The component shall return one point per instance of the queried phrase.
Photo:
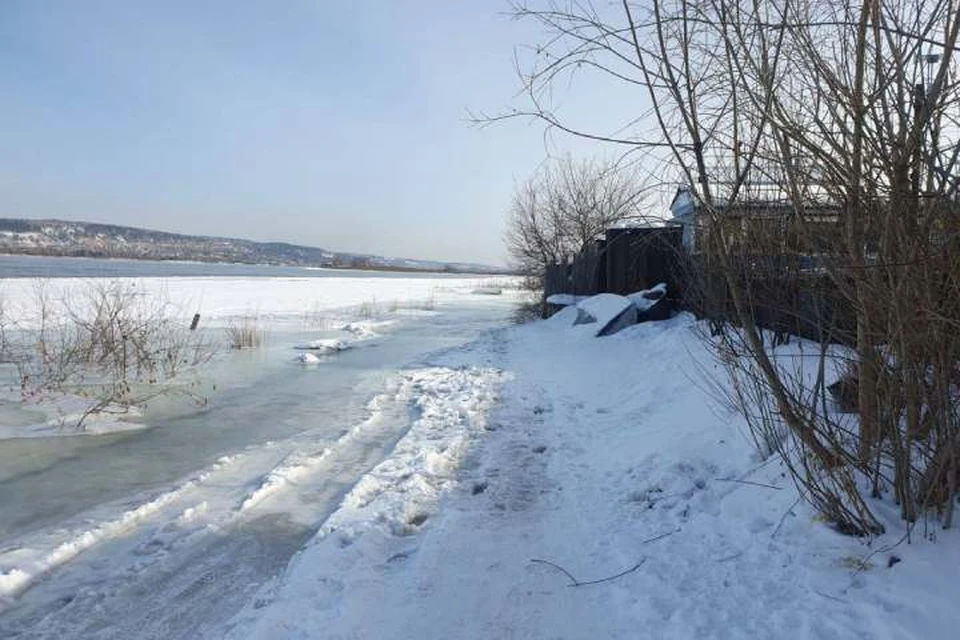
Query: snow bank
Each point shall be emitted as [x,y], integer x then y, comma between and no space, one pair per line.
[610,311]
[20,567]
[325,345]
[564,299]
[647,298]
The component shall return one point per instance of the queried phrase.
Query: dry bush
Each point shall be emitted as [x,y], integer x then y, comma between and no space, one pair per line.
[245,333]
[107,343]
[821,144]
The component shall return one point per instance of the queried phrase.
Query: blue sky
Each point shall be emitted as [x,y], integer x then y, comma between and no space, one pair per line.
[335,124]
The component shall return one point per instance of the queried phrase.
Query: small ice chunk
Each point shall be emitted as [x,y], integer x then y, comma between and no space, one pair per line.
[307,358]
[325,345]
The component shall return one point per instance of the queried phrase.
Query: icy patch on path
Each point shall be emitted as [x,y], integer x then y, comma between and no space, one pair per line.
[401,493]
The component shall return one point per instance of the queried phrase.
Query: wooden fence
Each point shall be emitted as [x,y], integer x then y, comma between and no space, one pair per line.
[785,297]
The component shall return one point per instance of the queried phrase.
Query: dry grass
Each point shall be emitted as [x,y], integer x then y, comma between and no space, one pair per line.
[246,333]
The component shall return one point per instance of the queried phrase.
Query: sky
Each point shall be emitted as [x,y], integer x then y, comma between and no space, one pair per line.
[335,124]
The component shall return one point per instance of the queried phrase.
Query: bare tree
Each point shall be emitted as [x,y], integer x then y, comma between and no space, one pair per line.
[833,126]
[564,207]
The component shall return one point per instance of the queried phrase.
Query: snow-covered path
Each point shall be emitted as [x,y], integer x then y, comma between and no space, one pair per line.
[607,457]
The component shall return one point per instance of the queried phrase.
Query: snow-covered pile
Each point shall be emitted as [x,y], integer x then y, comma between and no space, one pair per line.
[609,496]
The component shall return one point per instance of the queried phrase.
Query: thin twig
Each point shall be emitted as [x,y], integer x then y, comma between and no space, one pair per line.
[661,536]
[784,517]
[828,596]
[573,581]
[576,583]
[750,482]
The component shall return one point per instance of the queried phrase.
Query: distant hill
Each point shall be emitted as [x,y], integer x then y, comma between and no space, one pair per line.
[93,240]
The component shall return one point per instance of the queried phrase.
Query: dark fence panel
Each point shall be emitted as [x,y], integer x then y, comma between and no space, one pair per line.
[640,258]
[782,298]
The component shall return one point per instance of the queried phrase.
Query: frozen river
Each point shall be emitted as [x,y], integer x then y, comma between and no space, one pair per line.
[166,531]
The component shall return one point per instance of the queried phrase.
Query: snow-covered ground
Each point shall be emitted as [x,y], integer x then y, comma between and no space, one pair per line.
[559,485]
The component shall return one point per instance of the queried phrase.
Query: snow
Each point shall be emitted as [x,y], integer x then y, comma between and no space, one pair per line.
[555,484]
[220,299]
[610,311]
[307,358]
[645,299]
[325,345]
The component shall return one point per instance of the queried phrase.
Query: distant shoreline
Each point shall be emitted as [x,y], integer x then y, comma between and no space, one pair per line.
[36,270]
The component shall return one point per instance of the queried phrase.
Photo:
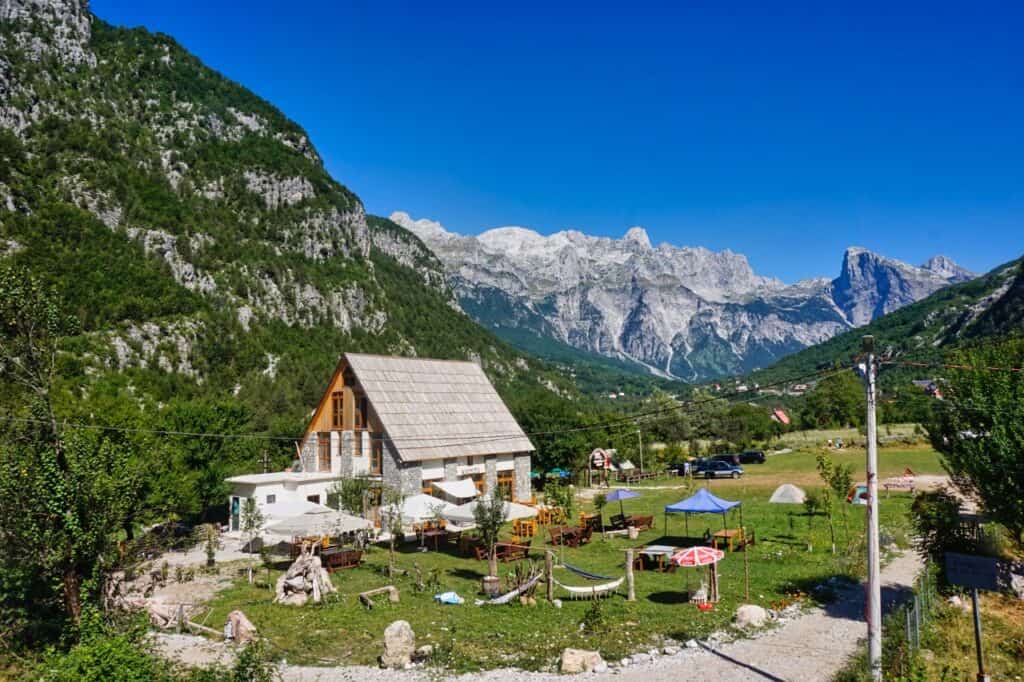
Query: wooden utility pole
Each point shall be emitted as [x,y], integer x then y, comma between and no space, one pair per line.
[550,569]
[873,569]
[631,588]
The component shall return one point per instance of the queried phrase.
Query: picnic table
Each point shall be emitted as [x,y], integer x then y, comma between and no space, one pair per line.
[435,537]
[636,476]
[727,536]
[565,535]
[657,553]
[338,558]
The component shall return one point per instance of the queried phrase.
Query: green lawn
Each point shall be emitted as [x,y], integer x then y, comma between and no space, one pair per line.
[531,637]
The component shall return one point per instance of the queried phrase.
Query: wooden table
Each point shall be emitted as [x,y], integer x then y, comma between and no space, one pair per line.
[729,536]
[566,535]
[659,553]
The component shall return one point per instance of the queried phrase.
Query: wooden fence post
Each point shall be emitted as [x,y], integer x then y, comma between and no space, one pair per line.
[632,593]
[549,567]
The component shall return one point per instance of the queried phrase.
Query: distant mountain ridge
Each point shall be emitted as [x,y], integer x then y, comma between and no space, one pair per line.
[679,311]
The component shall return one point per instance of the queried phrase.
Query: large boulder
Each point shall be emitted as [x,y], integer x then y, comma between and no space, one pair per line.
[751,615]
[242,628]
[581,661]
[399,645]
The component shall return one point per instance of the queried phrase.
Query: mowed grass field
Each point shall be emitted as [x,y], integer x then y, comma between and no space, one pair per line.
[781,570]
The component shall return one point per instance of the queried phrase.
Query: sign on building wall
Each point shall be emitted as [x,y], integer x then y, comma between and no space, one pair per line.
[977,572]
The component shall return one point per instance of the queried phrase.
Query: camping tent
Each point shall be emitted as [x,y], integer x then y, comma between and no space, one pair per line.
[700,503]
[467,513]
[321,521]
[787,494]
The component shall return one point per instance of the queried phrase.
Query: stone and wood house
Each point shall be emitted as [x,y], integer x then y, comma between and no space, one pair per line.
[414,424]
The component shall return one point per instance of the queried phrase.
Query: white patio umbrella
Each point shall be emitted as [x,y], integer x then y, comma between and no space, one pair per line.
[419,508]
[324,521]
[466,513]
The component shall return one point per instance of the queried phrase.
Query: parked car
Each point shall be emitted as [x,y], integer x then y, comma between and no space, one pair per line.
[678,469]
[719,469]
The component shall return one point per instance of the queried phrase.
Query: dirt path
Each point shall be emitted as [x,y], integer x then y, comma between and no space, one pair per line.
[813,646]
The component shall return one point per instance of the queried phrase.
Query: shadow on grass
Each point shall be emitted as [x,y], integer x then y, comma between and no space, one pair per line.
[760,674]
[667,597]
[466,573]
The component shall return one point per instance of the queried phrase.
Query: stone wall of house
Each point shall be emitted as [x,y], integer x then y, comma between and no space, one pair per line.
[345,452]
[403,476]
[523,489]
[489,472]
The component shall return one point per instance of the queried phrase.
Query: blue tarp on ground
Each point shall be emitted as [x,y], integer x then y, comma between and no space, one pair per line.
[619,495]
[701,503]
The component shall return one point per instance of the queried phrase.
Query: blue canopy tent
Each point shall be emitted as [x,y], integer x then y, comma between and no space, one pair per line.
[701,503]
[619,495]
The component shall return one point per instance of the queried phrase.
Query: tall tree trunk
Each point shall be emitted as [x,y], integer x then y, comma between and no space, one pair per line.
[73,594]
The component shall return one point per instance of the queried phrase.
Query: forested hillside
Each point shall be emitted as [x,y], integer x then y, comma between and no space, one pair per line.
[216,270]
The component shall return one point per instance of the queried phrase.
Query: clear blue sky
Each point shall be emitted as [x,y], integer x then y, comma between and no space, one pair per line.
[785,133]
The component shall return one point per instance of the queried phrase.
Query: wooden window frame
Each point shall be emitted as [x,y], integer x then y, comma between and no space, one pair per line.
[361,408]
[507,479]
[337,411]
[324,452]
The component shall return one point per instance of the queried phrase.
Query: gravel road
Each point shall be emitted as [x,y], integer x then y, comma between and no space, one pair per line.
[813,646]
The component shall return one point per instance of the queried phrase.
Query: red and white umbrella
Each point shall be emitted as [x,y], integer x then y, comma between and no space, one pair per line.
[697,556]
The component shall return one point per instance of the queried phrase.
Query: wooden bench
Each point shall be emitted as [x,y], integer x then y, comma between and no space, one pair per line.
[339,558]
[641,522]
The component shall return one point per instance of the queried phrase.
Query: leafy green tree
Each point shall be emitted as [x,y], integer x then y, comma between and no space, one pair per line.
[60,511]
[489,514]
[978,431]
[839,479]
[252,522]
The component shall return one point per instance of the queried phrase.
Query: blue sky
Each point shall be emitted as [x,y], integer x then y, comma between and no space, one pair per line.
[785,133]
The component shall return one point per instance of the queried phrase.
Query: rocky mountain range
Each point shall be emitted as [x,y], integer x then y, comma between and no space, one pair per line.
[679,311]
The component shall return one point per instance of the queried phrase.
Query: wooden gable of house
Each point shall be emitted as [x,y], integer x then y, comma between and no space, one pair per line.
[343,407]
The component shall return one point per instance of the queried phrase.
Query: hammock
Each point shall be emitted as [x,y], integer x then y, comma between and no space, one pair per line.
[588,576]
[593,591]
[506,598]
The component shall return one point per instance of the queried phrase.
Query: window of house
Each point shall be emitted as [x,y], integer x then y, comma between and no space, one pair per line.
[376,453]
[506,483]
[360,412]
[324,452]
[337,410]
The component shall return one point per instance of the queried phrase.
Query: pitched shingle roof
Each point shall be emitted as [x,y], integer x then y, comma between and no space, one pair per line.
[434,409]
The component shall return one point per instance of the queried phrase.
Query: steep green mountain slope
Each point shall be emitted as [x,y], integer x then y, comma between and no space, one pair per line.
[195,232]
[957,315]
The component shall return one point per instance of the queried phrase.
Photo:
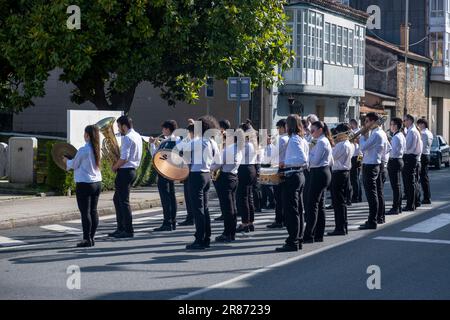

> [Task details]:
Please transcribe exactly the lines above from the line that has "Query: snow-covered pile" up to and including the line that has "Query: thin twig"; no other line belongs in the answer.

> [Output for this task]:
Query: snow-covered pile
Each point shall be emitted as [x,y], integer x then y, comma between and no space, one pair per line.
[609,496]
The component shall return one point per instance of the queried phrase.
Query: thin twig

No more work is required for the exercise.